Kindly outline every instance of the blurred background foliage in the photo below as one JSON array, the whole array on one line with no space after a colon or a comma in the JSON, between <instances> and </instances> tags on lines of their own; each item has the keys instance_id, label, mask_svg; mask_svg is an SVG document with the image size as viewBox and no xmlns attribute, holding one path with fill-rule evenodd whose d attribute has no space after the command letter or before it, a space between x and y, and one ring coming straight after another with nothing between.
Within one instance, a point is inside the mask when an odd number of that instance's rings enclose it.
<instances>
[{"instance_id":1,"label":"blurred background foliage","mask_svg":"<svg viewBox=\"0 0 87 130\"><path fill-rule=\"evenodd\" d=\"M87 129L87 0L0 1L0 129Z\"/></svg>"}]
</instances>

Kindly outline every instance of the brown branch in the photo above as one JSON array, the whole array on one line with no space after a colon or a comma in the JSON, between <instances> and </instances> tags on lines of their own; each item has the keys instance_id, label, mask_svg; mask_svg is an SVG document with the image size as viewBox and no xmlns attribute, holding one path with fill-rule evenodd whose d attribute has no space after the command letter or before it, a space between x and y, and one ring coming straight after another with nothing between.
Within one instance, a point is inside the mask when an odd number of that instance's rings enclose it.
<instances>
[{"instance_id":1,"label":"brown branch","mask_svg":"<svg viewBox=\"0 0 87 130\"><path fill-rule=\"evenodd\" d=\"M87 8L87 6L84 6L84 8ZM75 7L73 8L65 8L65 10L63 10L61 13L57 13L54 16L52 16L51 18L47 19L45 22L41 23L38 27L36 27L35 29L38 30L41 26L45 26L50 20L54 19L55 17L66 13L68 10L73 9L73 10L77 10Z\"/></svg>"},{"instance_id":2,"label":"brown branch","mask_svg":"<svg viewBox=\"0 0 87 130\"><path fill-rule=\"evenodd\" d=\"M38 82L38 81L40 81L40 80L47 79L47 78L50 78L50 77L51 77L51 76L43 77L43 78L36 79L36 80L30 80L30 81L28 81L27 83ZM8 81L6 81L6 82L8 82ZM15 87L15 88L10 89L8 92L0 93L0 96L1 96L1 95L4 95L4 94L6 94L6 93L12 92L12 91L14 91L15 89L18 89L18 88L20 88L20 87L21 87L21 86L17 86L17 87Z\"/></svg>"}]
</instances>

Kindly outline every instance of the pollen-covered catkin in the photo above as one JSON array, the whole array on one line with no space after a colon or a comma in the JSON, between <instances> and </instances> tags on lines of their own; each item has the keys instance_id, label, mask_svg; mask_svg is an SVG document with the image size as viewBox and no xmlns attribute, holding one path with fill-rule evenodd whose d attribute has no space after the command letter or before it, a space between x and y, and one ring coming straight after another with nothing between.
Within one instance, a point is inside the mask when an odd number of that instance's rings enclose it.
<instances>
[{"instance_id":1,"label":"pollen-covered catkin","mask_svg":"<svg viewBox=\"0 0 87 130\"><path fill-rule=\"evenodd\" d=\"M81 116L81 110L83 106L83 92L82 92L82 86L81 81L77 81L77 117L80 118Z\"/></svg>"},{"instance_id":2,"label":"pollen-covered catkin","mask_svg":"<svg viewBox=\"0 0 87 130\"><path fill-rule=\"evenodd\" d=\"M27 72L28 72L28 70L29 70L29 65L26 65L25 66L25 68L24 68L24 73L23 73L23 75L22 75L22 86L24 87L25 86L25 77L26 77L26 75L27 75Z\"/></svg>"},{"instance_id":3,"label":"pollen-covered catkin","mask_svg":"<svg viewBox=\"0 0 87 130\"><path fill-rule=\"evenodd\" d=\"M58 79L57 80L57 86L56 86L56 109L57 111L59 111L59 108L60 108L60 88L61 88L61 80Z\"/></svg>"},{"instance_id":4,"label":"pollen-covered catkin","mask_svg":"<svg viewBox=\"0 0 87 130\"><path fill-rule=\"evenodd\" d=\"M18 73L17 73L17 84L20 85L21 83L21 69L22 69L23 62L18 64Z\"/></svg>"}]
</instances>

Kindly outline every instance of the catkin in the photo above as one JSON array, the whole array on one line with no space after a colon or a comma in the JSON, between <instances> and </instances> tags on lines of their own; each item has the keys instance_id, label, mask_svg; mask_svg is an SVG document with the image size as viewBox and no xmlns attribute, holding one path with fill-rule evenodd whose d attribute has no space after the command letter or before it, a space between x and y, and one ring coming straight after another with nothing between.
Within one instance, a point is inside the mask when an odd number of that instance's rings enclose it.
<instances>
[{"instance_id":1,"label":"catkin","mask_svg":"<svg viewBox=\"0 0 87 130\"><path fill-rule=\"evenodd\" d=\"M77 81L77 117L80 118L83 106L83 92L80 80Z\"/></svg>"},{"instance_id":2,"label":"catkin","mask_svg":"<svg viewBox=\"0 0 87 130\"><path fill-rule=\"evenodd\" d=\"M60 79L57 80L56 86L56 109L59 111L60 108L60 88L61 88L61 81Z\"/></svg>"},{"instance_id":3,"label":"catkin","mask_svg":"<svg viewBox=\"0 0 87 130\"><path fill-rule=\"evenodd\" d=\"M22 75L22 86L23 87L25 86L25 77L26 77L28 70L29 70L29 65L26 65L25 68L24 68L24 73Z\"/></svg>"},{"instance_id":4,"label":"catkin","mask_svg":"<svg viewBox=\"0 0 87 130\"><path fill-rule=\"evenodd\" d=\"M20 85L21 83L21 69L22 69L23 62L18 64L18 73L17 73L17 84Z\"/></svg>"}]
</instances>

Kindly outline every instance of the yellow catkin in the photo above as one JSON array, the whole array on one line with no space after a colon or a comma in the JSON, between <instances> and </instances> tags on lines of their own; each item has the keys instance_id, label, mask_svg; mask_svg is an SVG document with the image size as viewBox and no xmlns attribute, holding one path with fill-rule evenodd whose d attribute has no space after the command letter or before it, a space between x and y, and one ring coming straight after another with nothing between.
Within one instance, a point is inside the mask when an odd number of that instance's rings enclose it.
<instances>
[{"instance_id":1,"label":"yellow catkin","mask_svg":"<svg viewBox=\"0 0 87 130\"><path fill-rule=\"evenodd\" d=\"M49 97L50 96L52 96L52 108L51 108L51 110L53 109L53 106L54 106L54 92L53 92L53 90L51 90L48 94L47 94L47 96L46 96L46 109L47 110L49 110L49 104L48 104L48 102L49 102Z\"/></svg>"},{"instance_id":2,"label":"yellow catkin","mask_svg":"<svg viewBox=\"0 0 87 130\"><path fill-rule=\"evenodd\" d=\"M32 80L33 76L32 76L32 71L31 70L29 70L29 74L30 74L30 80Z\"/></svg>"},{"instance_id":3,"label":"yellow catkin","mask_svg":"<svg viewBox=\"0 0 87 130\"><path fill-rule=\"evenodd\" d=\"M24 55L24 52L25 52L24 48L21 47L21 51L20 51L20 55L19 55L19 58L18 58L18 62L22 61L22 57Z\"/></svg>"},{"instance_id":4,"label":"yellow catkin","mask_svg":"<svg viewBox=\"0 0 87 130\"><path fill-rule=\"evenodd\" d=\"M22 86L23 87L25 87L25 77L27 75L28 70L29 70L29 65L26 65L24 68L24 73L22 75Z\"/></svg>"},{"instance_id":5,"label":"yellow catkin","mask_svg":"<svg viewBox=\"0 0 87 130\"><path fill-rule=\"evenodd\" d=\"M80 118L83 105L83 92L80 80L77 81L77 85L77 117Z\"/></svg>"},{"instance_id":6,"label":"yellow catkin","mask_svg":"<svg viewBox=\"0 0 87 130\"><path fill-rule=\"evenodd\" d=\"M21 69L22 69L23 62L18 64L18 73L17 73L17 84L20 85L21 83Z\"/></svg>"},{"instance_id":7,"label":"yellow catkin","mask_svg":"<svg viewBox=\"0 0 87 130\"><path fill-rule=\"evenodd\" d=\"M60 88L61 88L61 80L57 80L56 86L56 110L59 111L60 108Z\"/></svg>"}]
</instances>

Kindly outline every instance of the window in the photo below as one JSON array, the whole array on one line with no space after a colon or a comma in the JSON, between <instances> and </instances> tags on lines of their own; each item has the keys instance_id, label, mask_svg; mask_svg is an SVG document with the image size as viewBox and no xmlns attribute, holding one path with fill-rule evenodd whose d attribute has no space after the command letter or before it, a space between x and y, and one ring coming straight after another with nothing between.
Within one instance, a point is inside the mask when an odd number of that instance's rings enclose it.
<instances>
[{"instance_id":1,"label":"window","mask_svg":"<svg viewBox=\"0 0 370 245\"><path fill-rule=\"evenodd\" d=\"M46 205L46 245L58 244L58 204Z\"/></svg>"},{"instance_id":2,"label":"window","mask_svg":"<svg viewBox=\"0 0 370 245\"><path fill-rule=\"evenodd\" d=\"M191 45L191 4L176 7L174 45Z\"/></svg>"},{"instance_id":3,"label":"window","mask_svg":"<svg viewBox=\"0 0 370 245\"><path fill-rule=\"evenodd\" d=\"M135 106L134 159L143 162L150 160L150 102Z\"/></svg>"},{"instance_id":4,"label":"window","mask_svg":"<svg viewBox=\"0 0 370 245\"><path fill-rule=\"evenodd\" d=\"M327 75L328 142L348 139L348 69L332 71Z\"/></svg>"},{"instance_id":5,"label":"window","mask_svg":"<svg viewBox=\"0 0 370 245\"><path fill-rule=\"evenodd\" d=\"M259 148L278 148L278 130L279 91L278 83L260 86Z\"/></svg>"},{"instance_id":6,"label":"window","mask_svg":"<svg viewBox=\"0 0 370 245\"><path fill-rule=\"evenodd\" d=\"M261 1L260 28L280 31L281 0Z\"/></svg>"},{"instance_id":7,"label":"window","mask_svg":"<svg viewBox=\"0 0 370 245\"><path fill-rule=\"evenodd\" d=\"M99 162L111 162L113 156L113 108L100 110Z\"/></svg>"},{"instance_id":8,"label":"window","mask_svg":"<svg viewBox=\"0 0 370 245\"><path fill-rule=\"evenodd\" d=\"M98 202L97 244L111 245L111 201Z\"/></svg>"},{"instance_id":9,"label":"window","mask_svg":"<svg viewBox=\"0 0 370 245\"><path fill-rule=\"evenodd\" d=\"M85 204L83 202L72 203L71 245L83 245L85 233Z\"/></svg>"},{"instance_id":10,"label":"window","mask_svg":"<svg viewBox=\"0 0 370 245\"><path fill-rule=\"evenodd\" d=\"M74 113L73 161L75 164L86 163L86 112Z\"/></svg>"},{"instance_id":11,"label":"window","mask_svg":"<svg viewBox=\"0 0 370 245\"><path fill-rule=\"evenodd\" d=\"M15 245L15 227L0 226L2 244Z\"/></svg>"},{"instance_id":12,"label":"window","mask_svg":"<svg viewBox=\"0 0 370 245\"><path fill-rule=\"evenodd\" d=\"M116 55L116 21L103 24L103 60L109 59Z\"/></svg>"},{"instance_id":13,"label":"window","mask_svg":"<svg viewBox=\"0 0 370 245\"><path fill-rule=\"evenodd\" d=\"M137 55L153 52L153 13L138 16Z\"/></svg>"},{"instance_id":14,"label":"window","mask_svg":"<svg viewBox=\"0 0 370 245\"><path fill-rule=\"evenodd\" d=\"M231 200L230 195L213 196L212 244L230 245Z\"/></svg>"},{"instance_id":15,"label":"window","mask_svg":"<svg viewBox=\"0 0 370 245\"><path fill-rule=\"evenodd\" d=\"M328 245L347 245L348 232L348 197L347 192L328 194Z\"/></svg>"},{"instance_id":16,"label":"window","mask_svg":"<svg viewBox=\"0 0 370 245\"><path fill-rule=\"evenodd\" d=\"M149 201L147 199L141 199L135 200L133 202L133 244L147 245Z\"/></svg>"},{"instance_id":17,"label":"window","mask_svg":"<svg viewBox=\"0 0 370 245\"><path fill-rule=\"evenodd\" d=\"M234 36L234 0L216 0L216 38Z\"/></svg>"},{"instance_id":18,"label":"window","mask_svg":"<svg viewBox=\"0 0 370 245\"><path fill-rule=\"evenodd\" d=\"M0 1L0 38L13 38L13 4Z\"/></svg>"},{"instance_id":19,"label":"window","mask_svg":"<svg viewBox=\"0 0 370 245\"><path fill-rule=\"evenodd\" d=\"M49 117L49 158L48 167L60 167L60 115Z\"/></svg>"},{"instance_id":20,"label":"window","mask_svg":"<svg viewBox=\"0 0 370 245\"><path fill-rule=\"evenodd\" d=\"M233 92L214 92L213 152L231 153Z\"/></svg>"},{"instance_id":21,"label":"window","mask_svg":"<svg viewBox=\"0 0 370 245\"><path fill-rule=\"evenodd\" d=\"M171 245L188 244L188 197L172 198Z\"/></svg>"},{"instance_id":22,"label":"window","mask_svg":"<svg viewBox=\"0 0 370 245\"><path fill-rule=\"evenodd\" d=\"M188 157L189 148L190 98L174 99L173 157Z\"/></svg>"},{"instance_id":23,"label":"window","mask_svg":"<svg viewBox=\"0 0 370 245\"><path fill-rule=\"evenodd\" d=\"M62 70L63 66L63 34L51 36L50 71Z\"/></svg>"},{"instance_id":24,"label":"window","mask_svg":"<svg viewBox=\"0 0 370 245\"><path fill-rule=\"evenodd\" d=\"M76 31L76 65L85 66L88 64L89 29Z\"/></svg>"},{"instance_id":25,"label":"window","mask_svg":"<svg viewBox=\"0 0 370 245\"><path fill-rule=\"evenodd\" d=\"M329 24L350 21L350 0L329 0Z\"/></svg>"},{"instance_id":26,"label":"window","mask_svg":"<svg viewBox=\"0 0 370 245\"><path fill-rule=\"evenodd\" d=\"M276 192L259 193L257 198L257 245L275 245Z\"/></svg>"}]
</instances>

+++

Problem to solve: Can you edit the listing from its first line through the line containing "129L87 0L0 1L0", replacing "Kindly" with "Please" and leaving everything else unchanged, and give back only those lines?

Solution to the problem:
Please outline every instance of the blurred background foliage in the photo below as one JSON array, the whole array on one line with no space after a colon or a comma in the JSON, between <instances> and </instances> tags on lines of their own; each item has the keys instance_id, label, mask_svg; mask_svg is an SVG document with the image size as viewBox and no xmlns attribute, holding one path with fill-rule evenodd whose d attribute has no space after the command letter or before it, a space between x and y, and one ring coming straight after another with nothing between.
Within one instance, a point is inside the mask when an odd number of that instance's rings enclose it.
<instances>
[{"instance_id":1,"label":"blurred background foliage","mask_svg":"<svg viewBox=\"0 0 87 130\"><path fill-rule=\"evenodd\" d=\"M87 129L87 0L0 1L0 129Z\"/></svg>"}]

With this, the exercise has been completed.